* _Exercise objective_: Below are entries; count the lines containing the string "back". The answer is that number alone.

[Items from a dataset]

---+---

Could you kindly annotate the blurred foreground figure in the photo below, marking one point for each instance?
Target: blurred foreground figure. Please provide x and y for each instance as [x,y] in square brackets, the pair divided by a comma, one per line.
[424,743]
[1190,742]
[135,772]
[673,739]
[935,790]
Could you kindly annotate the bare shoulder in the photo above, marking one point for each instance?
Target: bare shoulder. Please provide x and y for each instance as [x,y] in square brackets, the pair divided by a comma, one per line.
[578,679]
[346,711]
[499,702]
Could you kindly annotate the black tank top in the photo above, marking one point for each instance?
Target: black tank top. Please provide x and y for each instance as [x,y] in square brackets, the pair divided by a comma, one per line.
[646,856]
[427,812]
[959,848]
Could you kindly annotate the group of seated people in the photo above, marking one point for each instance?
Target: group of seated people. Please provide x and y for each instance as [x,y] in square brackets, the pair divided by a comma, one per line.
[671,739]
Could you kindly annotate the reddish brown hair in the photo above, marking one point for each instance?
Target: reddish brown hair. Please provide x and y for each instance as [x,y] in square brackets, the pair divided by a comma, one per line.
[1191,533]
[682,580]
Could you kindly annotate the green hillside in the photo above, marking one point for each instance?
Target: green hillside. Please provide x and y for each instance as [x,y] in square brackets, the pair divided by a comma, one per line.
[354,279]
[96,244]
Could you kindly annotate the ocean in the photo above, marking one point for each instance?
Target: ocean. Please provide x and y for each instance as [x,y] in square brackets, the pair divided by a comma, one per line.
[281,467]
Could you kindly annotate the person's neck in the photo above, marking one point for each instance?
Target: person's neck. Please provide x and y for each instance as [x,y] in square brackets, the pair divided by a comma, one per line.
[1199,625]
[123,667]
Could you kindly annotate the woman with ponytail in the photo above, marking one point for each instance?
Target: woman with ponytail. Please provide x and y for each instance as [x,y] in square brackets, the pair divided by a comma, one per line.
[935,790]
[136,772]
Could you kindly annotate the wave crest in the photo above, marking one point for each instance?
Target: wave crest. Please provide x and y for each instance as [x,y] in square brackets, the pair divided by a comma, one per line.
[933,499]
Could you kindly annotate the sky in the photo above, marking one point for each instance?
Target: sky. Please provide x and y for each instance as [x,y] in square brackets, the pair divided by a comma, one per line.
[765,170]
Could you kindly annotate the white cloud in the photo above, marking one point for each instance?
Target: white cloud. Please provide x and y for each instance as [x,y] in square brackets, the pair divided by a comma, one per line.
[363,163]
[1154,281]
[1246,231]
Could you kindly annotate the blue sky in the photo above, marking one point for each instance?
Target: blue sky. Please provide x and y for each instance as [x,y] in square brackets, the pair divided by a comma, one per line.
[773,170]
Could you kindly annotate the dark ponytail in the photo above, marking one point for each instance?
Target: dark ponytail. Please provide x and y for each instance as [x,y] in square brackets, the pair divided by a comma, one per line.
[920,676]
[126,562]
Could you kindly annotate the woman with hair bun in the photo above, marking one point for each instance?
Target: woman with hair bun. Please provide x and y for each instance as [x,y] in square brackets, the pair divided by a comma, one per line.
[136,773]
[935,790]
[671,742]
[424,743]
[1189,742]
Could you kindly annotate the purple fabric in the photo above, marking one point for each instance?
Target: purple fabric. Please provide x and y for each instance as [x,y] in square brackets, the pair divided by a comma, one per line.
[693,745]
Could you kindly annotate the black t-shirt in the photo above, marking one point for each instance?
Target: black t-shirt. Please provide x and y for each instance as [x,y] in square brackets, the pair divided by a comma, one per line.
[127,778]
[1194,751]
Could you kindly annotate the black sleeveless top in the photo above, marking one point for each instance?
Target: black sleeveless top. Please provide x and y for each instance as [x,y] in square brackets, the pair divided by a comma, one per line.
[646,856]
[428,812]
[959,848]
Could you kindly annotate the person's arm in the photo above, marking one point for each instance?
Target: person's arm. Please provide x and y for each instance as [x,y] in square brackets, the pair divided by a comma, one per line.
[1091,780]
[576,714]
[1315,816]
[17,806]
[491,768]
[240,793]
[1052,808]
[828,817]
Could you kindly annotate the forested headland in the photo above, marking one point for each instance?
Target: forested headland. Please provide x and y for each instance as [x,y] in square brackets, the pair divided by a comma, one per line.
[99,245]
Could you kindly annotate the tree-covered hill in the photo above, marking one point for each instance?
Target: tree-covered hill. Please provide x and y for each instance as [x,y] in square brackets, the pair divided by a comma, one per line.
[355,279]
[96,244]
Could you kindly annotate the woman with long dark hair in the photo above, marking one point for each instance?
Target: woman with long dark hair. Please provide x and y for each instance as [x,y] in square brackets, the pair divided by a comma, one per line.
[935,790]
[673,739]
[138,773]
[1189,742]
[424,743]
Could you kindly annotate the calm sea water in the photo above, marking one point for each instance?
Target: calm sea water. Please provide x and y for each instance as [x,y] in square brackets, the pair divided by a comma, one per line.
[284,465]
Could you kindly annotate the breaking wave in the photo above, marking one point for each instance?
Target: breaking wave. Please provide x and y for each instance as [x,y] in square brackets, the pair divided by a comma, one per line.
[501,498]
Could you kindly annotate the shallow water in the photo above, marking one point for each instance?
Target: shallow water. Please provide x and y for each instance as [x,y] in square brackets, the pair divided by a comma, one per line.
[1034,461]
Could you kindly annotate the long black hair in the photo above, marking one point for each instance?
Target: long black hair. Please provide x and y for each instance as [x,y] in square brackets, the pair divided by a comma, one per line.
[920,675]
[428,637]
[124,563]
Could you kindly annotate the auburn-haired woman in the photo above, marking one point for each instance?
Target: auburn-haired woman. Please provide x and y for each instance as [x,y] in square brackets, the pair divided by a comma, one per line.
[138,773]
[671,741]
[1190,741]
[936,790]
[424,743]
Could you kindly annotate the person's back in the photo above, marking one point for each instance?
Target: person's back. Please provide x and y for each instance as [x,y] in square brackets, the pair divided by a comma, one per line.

---+---

* _Task solution_: 2